Entries from a pointing dataset:
========================================================================

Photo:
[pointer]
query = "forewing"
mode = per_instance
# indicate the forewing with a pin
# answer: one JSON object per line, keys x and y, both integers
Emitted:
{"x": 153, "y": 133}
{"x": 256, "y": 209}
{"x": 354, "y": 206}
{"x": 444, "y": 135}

========================================================================

◆ **Task instructions**
Express the material above as a JSON list of strings, with one string per line and no entries for blank lines.

◆ **Solution**
[
  "Photo:",
  "[pointer]",
  "query = \"forewing\"",
  "mode = per_instance",
  "# indicate the forewing with a pin",
  "# answer: one JSON object per line, keys x and y, both integers",
  "Emitted:",
  "{\"x\": 153, \"y\": 133}",
  "{\"x\": 256, \"y\": 209}",
  "{\"x\": 354, \"y\": 206}",
  "{\"x\": 444, \"y\": 135}"
]